(What you will do) Pick out each line in the items below that contains the word "column", and copy those lines.

(Supplied entries)

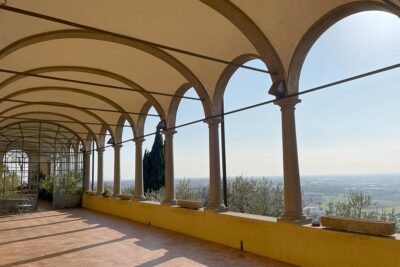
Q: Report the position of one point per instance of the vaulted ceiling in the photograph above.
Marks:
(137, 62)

...

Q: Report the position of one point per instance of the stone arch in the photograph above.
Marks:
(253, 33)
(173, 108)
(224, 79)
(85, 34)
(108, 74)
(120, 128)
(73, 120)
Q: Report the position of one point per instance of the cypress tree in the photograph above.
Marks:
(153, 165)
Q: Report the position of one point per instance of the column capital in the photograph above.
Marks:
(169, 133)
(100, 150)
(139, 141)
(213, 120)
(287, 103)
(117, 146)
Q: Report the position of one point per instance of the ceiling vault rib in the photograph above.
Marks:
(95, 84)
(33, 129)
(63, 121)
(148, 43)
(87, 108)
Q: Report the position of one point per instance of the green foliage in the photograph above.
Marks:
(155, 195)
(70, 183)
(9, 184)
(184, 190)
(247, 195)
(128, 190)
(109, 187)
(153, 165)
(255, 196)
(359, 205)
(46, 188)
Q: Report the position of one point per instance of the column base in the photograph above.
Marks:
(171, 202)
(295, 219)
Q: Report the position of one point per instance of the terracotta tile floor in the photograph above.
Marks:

(Answer to this task)
Q: Report the position of one point per instance of the column capital in the photograph above.
Q: Report the position of one point per instance of the column base in the photograph above.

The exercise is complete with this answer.